Riporta per intero, parola per parola, l'intervista sull'imparare le lingue.

» **BRANO**
-=-=-=-=-
D. Se qualcuno ti dice: “ma Vlad, è inutile imparare altre lingue. Se sai l’inglese non serve”, che cosa gli dici?
V. Ma da un certo punto di vista ha ragione ma dipende da tantissimi fattori. Quindi, se lavori in un ambiente dove tutti parlano inglese o ti capiscono se lavori in un campo dove esprimersi ed essere capito esattamente così come vuoi essere capito non è così importante. Cioè voglio dire, ad esempio sei un businessman (in italiano: imprenditore, uomo d’affari) – ti bastano soltanto i numeri 10, 15, 100.000. Lì certo, l’inglese ti basta. Ma se ad esempio devi lavorare in Albania perché, non so, ti sei sposato, nessuno, veramente nessuno parla inglese, allora sì, devi imparare l’albanese. È logico. Quindi dipende da tantissimi fattori ma è anche vero che in tantissime circostanze l’inglese è assolutamente sufficiente.

D. Se potessi con uno schiocco delle dita imparare tutte le 6-7000 lingue del mondo, lo faresti? Accetteresti? O preferisci impararle tu?
V. Perché no? perché no. Il processo d’apprendimento di una lingua secondo me è soltanto un ostacolo tra me quando non parlo la lingua e me quando la parlo. È soltanto un ostacolo, a me non piace imparare le lingue, a me piace parlare le lingue. E quindi sì, perché no? 7000 lingue.. buono!
D. Quindi per te il processo in sé non è una cosa piacevole?

V. No, non tanto.
D. Questo è interessante, perché molti dicono che è importante che il processo sia… [interessante].
V. Certo, cerco di renderlo interessante e piacevole, ma come ho detto è soltanto un ostacolo, qualcosa come un male che deve essere accettato.
-=-=-=-=-
» **DATI FORNITI**

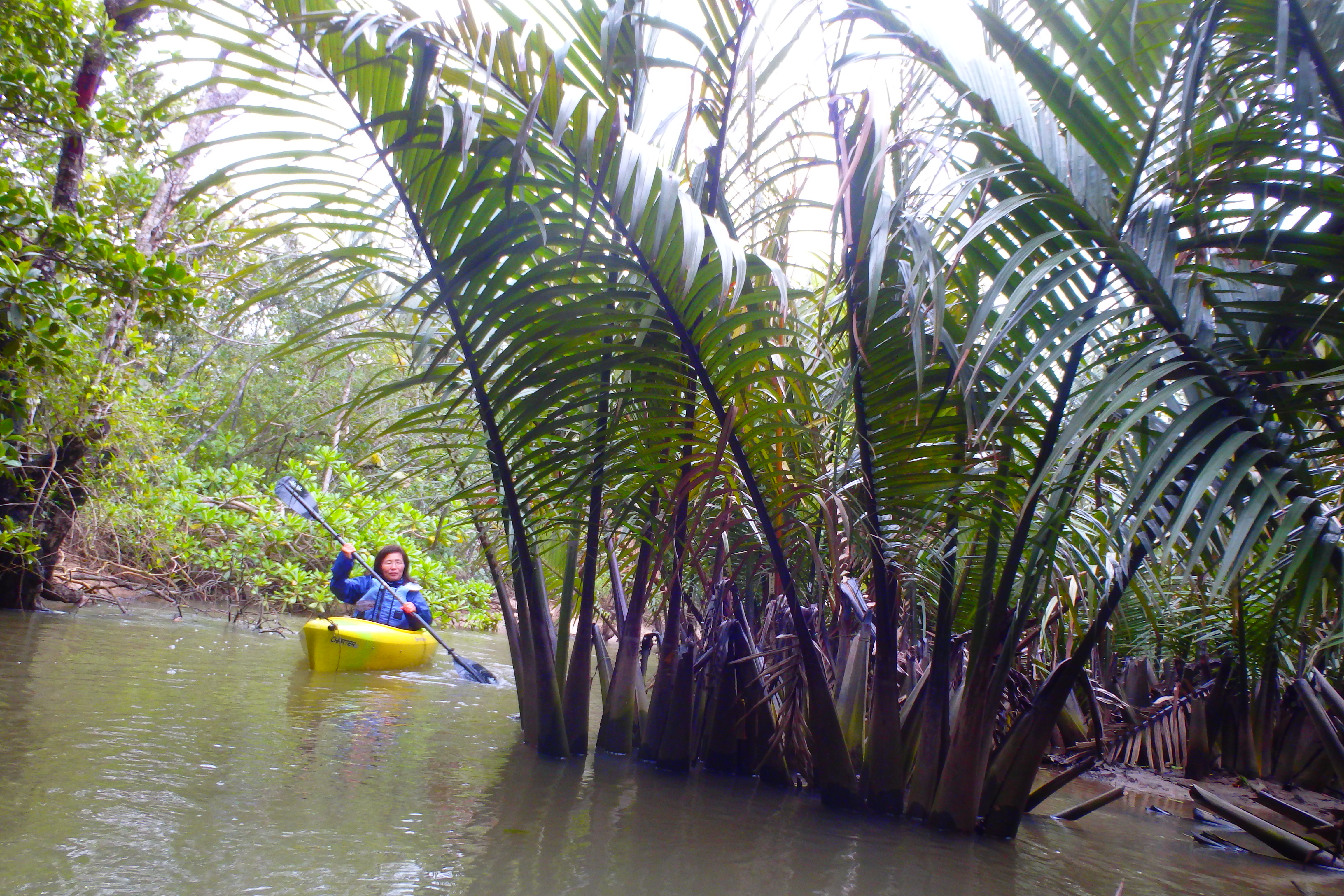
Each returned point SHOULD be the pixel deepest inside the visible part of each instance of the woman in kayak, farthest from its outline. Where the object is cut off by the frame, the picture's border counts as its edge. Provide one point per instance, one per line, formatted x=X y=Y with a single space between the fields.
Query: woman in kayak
x=372 y=600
-=-=-=-=-
» **RISULTATO ATTESO**
D. Se qualcuno ti dice: “ma Vlad, è inutile imparare altre lingue. Se sai l’inglese non serve”, che cosa gli dici?
V. Ma da un certo punto di vista ha ragione ma dipende da tantissimi fattori. Quindi, se lavori in un ambiente dove tutti parlano inglese o ti capiscono se lavori in un campo dove esprimersi ed essere capito esattamente così come vuoi essere capito non è così importante. Cioè voglio dire, ad esempio sei un businessman (in italiano: imprenditore, uomo d’affari) – ti bastano soltanto i numeri 10, 15, 100.000. Lì certo, l’inglese ti basta. Ma se ad esempio devi lavorare in Albania perché, non so, ti sei sposato, nessuno, veramente nessuno parla inglese, allora sì, devi imparare l’albanese. È logico. Quindi dipende da tantissimi fattori ma è anche vero che in tantissime circostanze l’inglese è assolutamente sufficiente.

D. Se potessi con uno schiocco delle dita imparare tutte le 6-7000 lingue del mondo, lo faresti? Accetteresti? O preferisci impararle tu?
V. Perché no? perché no. Il processo d’apprendimento di una lingua secondo me è soltanto un ostacolo tra me quando non parlo la lingua e me quando la parlo. È soltanto un ostacolo, a me non piace imparare le lingue, a me piace parlare le lingue. E quindi sì, perché no? 7000 lingue.. buono!
D. Quindi per te il processo in sé non è una cosa piacevole?

V. No, non tanto.
D. Questo è interessante, perché molti dicono che è importante che il processo sia… [interessante].
V. Certo, cerco di renderlo interessante e piacevole, ma come ho detto è soltanto un ostacolo, qualcosa come un male che deve essere accettato.